_THE RECORDS_
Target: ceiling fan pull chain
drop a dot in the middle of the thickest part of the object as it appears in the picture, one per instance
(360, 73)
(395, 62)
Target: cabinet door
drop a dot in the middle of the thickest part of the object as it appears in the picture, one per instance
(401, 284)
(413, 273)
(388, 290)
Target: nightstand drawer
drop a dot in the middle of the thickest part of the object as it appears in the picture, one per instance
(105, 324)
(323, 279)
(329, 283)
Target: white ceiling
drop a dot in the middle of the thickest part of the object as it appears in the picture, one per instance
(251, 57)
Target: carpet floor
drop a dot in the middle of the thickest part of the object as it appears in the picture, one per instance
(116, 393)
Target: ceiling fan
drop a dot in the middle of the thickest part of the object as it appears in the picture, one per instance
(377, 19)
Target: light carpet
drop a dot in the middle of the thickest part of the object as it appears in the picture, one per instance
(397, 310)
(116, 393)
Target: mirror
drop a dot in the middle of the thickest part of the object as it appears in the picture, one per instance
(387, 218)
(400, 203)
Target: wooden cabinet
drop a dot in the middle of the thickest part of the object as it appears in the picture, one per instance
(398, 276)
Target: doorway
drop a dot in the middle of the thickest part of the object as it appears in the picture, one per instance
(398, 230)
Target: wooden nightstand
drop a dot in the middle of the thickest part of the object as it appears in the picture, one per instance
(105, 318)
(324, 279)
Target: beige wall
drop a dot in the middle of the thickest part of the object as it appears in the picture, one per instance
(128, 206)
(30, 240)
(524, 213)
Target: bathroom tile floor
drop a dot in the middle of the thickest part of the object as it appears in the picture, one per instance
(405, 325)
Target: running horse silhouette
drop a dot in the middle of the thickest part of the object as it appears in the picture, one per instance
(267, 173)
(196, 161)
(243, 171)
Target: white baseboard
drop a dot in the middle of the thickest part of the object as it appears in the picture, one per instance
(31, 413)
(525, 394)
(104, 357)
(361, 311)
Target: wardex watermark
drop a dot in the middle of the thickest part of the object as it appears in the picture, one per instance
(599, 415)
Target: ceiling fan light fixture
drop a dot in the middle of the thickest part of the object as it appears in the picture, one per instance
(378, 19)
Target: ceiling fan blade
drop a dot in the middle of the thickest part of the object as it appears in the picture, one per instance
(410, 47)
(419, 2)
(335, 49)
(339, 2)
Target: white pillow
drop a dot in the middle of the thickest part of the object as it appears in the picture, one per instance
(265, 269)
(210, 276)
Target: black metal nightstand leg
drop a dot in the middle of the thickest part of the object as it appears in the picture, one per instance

_TASK TO COMPLETE_
Render the lines as a numbered list, starting at the line containing "Target: black metal nightstand leg" and ending at the last line of the records, with blank lines left out.

_SOLVED PROBLEM_
1. Target: black metal nightstand leg
2. drop a dot in the middle of the thickest part of the object as it appears in the picture, one per instance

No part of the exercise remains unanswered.